▸ Given passage:
────────────────────
Red Hat Bugzilla – Bug 142737
lvm2-related boot failure
Last modified: 2007-11-30 17:10:56 EST
Description of problem:
System won't boot
Version-Release number of selected component (if applicable):
Probably difficult, but easy on my machine. :)
Steps to Reproduce:
1. Shut down FC3 without sync'ing disks
2. Try to boot
3. It doesn't.
System won't boot
System should boot.
I have an FC3 system, that was happy, but is now unhappy. This may be
related to someone, who shall remain nameless, having shut off the power
on it without doing an orderly shutdown. Then again, maybe it was
because of a "yum -y update", because I put off rebooting for a while
Anyway, now when it tries to boot, I see:
Red Hat nash version 4.1.18 starting
Reading all physical volumes. This may take a while...
Found volume group "VolGroup00" using metadata type lvm2
2 logical volume(s) in volume group "VolGroup00" now active
...and that's it. I've left it there for over and hour, and it never
gets past that.
I booted off of an FC3 rescue cd, and found that I could mount the /boot
partition, but I cannot mount the / partition. I ran various lvm
commands that identified two lvm volumes on the system.
fsck'ing /dev/hda2 (which is /) is getting me no where though - it just
says "invalid argument".
I tried firing up device mapper and udev in order to get
a /dev/VolGroup00 directory, but it just wouldn't do it - at least, not
with the things I tried. I could mkdir the directory, but then "lvm
vgmknodes" would remove it.
────────────────────
▸ Provided records:
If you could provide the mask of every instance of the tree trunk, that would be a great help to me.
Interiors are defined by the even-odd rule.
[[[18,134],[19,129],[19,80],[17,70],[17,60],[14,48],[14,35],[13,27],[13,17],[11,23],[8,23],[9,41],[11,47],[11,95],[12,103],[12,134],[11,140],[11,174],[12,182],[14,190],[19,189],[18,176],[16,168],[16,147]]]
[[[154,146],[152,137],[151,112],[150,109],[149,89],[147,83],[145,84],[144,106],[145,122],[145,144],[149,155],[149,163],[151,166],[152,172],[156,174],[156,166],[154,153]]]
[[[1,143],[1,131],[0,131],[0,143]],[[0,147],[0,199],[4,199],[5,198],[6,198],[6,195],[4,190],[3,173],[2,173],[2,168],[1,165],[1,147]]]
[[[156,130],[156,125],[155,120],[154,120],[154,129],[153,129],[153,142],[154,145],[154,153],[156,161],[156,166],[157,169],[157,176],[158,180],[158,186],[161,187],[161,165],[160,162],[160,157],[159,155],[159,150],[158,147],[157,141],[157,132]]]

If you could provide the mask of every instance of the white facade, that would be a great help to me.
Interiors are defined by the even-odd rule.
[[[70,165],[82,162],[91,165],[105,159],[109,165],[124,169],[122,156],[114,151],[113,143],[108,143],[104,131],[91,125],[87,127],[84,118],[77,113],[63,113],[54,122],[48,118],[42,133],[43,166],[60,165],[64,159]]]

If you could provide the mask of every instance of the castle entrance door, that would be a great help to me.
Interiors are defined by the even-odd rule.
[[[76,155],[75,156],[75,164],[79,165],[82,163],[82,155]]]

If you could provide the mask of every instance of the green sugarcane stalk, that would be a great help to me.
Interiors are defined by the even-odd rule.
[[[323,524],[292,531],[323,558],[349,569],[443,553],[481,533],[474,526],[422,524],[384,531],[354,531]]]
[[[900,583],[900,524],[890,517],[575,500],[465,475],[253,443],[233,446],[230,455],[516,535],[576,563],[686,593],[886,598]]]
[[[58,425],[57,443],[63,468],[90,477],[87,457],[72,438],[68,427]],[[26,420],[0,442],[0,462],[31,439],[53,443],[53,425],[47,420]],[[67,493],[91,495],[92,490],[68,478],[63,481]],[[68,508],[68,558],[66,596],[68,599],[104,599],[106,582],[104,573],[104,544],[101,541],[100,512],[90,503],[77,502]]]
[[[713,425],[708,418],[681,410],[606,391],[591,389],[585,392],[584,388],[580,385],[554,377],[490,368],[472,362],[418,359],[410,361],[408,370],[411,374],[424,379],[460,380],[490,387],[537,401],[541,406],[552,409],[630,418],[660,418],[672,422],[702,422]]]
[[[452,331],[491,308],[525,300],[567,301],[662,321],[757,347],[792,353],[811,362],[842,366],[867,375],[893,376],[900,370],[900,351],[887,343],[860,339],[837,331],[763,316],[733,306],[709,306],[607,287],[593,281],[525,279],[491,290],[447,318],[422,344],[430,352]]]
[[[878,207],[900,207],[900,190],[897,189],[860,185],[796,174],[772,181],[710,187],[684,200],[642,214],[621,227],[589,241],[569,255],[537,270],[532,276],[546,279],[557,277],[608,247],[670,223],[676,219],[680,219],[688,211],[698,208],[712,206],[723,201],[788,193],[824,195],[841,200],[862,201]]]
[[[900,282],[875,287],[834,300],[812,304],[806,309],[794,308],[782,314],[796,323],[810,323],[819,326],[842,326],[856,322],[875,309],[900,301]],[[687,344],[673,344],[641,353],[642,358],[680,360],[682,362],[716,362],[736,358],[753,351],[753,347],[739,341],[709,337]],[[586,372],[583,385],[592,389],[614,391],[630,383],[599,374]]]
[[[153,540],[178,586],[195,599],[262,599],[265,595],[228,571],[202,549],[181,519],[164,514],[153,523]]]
────────────────────
▸ Required actions:
**A.** Which lines does the bug report say appear on screen when the system tries to boot? List every one.
**B.** In the bug report, what message does running fsck on /dev/hda2 produce?

▸ Completed exercise:
**A.**
- Red Hat nash version 4.1.18 starting
- Reading all physical volumes. This may take a while...
- Found volume group "VolGroup00" using metadata type lvm2
- 2 logical volume(s) in volume group "VolGroup00" now active

**B.** It says "invalid argument".